Format these records as a numbered list, leaving out blank lines and the pictures.

(Records from a segmentation dataset)
##########
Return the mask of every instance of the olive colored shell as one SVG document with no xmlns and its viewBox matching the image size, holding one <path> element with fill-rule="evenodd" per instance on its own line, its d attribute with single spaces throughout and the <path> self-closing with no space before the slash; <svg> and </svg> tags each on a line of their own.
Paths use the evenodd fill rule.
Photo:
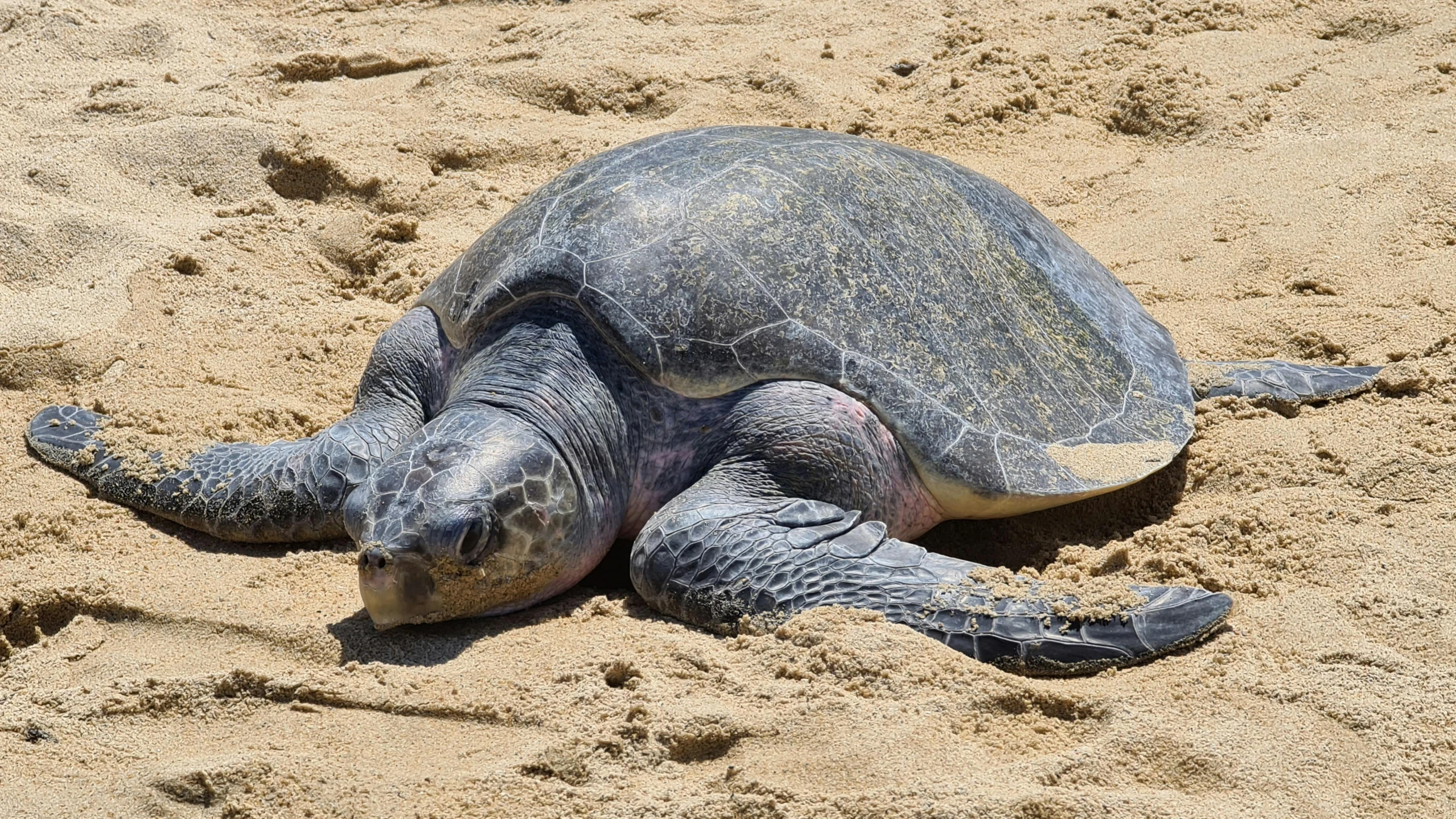
<svg viewBox="0 0 1456 819">
<path fill-rule="evenodd" d="M 996 182 L 860 137 L 725 127 L 606 151 L 527 196 L 419 304 L 464 346 L 539 297 L 574 301 L 684 396 L 843 390 L 957 516 L 1128 484 L 1192 434 L 1168 330 L 1107 268 Z"/>
</svg>

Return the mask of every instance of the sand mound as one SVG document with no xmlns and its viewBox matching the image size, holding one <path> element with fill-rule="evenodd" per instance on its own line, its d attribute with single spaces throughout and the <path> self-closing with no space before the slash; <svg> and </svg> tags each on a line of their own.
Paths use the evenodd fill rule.
<svg viewBox="0 0 1456 819">
<path fill-rule="evenodd" d="M 1456 812 L 1449 3 L 0 0 L 0 813 Z M 1293 418 L 1204 401 L 1143 484 L 925 538 L 1223 589 L 1232 628 L 1028 681 L 863 612 L 716 637 L 619 564 L 377 634 L 349 544 L 221 543 L 25 452 L 48 401 L 147 448 L 312 434 L 534 186 L 722 122 L 1005 182 L 1187 356 L 1393 362 Z"/>
</svg>

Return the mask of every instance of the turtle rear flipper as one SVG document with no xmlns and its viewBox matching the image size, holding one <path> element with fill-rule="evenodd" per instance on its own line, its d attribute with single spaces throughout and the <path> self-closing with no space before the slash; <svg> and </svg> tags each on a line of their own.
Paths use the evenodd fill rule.
<svg viewBox="0 0 1456 819">
<path fill-rule="evenodd" d="M 214 444 L 176 471 L 157 452 L 135 463 L 106 448 L 109 420 L 77 406 L 48 406 L 25 438 L 108 500 L 240 541 L 284 543 L 344 535 L 344 500 L 425 423 L 443 394 L 443 346 L 428 308 L 396 321 L 374 345 L 354 412 L 300 441 Z"/>
<path fill-rule="evenodd" d="M 973 578 L 981 569 L 885 537 L 859 512 L 766 496 L 722 467 L 654 515 L 632 548 L 638 594 L 706 628 L 731 630 L 743 617 L 772 626 L 823 605 L 868 608 L 1028 675 L 1146 662 L 1203 640 L 1233 605 L 1197 588 L 1130 586 L 1143 602 L 1083 620 L 1075 598 L 1042 595 L 1040 582 L 997 596 Z"/>
<path fill-rule="evenodd" d="M 1326 367 L 1289 361 L 1190 361 L 1195 399 L 1242 396 L 1283 404 L 1328 401 L 1369 390 L 1380 367 Z"/>
</svg>

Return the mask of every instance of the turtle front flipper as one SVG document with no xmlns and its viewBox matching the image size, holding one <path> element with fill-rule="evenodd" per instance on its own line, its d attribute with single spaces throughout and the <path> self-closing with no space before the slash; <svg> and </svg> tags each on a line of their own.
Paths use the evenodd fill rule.
<svg viewBox="0 0 1456 819">
<path fill-rule="evenodd" d="M 1242 396 L 1281 404 L 1344 399 L 1369 390 L 1380 367 L 1326 367 L 1289 361 L 1190 361 L 1195 399 Z"/>
<path fill-rule="evenodd" d="M 175 471 L 157 452 L 118 457 L 100 435 L 109 419 L 76 406 L 42 409 L 25 438 L 41 460 L 100 498 L 221 538 L 342 537 L 349 492 L 438 406 L 443 337 L 430 310 L 412 310 L 374 345 L 345 419 L 298 441 L 214 444 Z"/>
<path fill-rule="evenodd" d="M 667 503 L 632 548 L 632 583 L 660 611 L 715 630 L 821 605 L 882 611 L 978 660 L 1028 675 L 1092 674 L 1197 643 L 1233 601 L 1187 586 L 1130 586 L 1143 602 L 1079 618 L 1077 601 L 1029 582 L 997 596 L 986 569 L 885 537 L 817 500 L 772 498 L 715 468 Z M 1019 583 L 1018 583 L 1019 585 Z M 1019 585 L 1021 586 L 1021 585 Z"/>
</svg>

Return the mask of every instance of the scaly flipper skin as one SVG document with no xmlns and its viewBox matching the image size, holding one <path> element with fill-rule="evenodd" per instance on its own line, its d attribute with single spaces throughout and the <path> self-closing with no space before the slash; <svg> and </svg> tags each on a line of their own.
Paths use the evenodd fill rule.
<svg viewBox="0 0 1456 819">
<path fill-rule="evenodd" d="M 1289 361 L 1190 361 L 1195 399 L 1242 396 L 1283 404 L 1328 401 L 1369 390 L 1380 367 L 1325 367 Z"/>
<path fill-rule="evenodd" d="M 783 618 L 820 605 L 882 611 L 891 623 L 1029 675 L 1092 674 L 1192 644 L 1232 599 L 1187 586 L 1131 586 L 1147 602 L 1073 623 L 1069 598 L 996 599 L 977 563 L 885 537 L 885 525 L 817 500 L 775 498 L 719 467 L 664 506 L 632 550 L 632 582 L 657 610 L 703 627 Z M 1075 608 L 1075 602 L 1073 602 Z"/>
<path fill-rule="evenodd" d="M 45 407 L 31 420 L 26 442 L 100 498 L 221 538 L 342 537 L 348 493 L 438 406 L 447 351 L 434 314 L 412 310 L 374 345 L 348 418 L 300 441 L 215 444 L 157 480 L 130 474 L 137 470 L 128 473 L 95 436 L 106 418 L 82 407 Z M 159 455 L 151 458 L 160 464 Z"/>
</svg>

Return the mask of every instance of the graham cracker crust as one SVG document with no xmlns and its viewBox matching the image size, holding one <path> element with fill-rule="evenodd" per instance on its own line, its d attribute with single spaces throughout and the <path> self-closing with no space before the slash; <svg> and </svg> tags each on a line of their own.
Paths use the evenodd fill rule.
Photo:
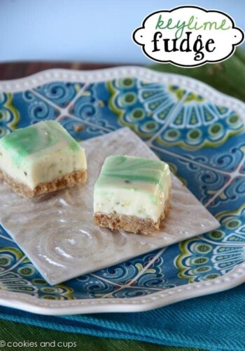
##########
Exercise result:
1. Return the mask of every instance of the olive colored shell as one SVG document with no xmlns and its viewBox matching the image size, holding one <path> element with fill-rule="evenodd" per instance on its own line, its d attribute with single spaces throughout and the <path> self-closing with no space before the slash; <svg> and </svg> tags each on a line of their own.
2. Paths use the evenodd fill rule.
3. Photo:
4. <svg viewBox="0 0 1456 819">
5. <path fill-rule="evenodd" d="M 996 182 L 860 137 L 725 127 L 606 151 L 527 196 L 419 304 L 464 346 L 539 297 L 574 301 L 684 396 L 843 390 L 957 516 L 1128 484 L 1192 434 L 1168 330 L 1107 268 Z"/>
6. </svg>
7. Return the mask of every instance of the sand mound as one SVG document with no xmlns and its viewBox matching the image size, holding one <path> element with fill-rule="evenodd" per instance on its own line, its d attribute with single spaces throughout and the <path> self-closing with no space before the slash; <svg> and </svg> tags each on a line of their own.
8. Paths use the evenodd fill rule.
9. <svg viewBox="0 0 1456 819">
10. <path fill-rule="evenodd" d="M 1456 812 L 1449 3 L 0 0 L 0 813 Z M 1293 418 L 1204 401 L 1143 484 L 925 538 L 1223 589 L 1232 628 L 1028 681 L 863 612 L 716 637 L 619 564 L 377 634 L 349 544 L 221 543 L 25 452 L 48 401 L 147 448 L 312 434 L 534 186 L 722 122 L 1005 182 L 1187 356 L 1393 362 Z"/>
11. </svg>
12. Return the mask of every instance of the turtle rear flipper as one SVG document with no xmlns and its viewBox matching the image size, holding one <path> element with fill-rule="evenodd" per instance on its own line, its d attribute with single spaces throughout and the <path> self-closing with no space before the slash; <svg> and </svg> tags each on a line of their own.
13. Paths use the evenodd fill rule.
14. <svg viewBox="0 0 1456 819">
15. <path fill-rule="evenodd" d="M 214 444 L 176 471 L 157 452 L 135 463 L 106 448 L 109 420 L 77 406 L 48 406 L 25 438 L 108 500 L 240 541 L 284 543 L 344 535 L 344 500 L 425 423 L 443 394 L 443 346 L 428 308 L 396 321 L 374 345 L 354 412 L 300 441 Z"/>
16. <path fill-rule="evenodd" d="M 973 578 L 981 569 L 885 537 L 859 512 L 766 496 L 722 467 L 654 515 L 632 548 L 638 594 L 706 628 L 731 630 L 743 617 L 772 626 L 823 605 L 868 608 L 1028 675 L 1146 662 L 1203 640 L 1233 605 L 1197 588 L 1130 586 L 1143 602 L 1083 620 L 1075 598 L 1042 595 L 1040 582 L 997 596 Z"/>
17. <path fill-rule="evenodd" d="M 1326 367 L 1289 361 L 1190 361 L 1195 399 L 1242 396 L 1283 404 L 1328 401 L 1369 390 L 1380 367 Z"/>
18. </svg>
19. Return the mask of every instance of the turtle front flipper as one SVG document with no xmlns and its viewBox matching the image size, holding one <path> element with fill-rule="evenodd" per instance on its own line, its d attribute with single spaces throughout and the <path> self-closing with no space before the slash; <svg> and </svg> tags each on a line of their own.
20. Paths use the evenodd fill rule.
21. <svg viewBox="0 0 1456 819">
22. <path fill-rule="evenodd" d="M 1242 396 L 1281 404 L 1344 399 L 1369 390 L 1380 367 L 1326 367 L 1289 361 L 1190 361 L 1195 399 Z"/>
23. <path fill-rule="evenodd" d="M 175 471 L 157 452 L 118 457 L 100 435 L 109 419 L 76 406 L 42 409 L 25 438 L 41 460 L 100 498 L 221 538 L 342 537 L 349 492 L 438 406 L 443 337 L 430 310 L 412 310 L 374 345 L 345 419 L 298 441 L 214 444 Z"/>
24. <path fill-rule="evenodd" d="M 667 503 L 632 548 L 632 583 L 660 611 L 715 630 L 821 605 L 882 611 L 978 660 L 1028 675 L 1092 674 L 1197 643 L 1233 601 L 1187 586 L 1130 586 L 1143 602 L 1079 618 L 1077 601 L 1029 582 L 997 596 L 986 569 L 885 537 L 817 500 L 772 498 L 715 468 Z M 1019 583 L 1018 583 L 1019 585 Z M 1019 585 L 1021 586 L 1021 585 Z"/>
25. </svg>
26. Return the mask of every instance of the scaly flipper skin as one SVG document with no xmlns and its viewBox matching the image size, holding one <path> element with fill-rule="evenodd" per instance on its own line, its d attribute with single spaces throughout and the <path> self-closing with no space before the slash; <svg> and </svg> tags each on a line of their own.
27. Paths use the evenodd fill rule.
28. <svg viewBox="0 0 1456 819">
29. <path fill-rule="evenodd" d="M 1289 361 L 1190 361 L 1195 399 L 1242 396 L 1283 404 L 1328 401 L 1369 390 L 1380 367 L 1325 367 Z"/>
30. <path fill-rule="evenodd" d="M 783 618 L 820 605 L 882 611 L 891 623 L 1029 675 L 1092 674 L 1192 644 L 1232 599 L 1187 586 L 1131 586 L 1147 602 L 1073 623 L 1069 598 L 996 599 L 977 563 L 885 537 L 885 525 L 817 500 L 775 498 L 719 467 L 664 506 L 632 550 L 632 582 L 657 610 L 703 627 Z M 1075 608 L 1075 602 L 1073 602 Z"/>
31. <path fill-rule="evenodd" d="M 45 407 L 31 420 L 26 442 L 100 498 L 221 538 L 342 537 L 348 493 L 438 406 L 447 351 L 434 314 L 412 310 L 374 345 L 348 418 L 300 441 L 215 444 L 157 480 L 130 474 L 137 470 L 128 473 L 95 436 L 106 418 L 82 407 Z M 159 455 L 151 458 L 160 464 Z"/>
32. </svg>
33. Return the mask of every instance of the graham cracker crust as one SVG document with no xmlns and its viewBox matching the image size, holding one <path> element with fill-rule="evenodd" per instance on its own line, its d attribute with single spaces throughout and the <path> self-closing with no space before the slash; <svg> and </svg> tags each on a line of their own.
34. Paths use the evenodd fill rule.
35. Photo:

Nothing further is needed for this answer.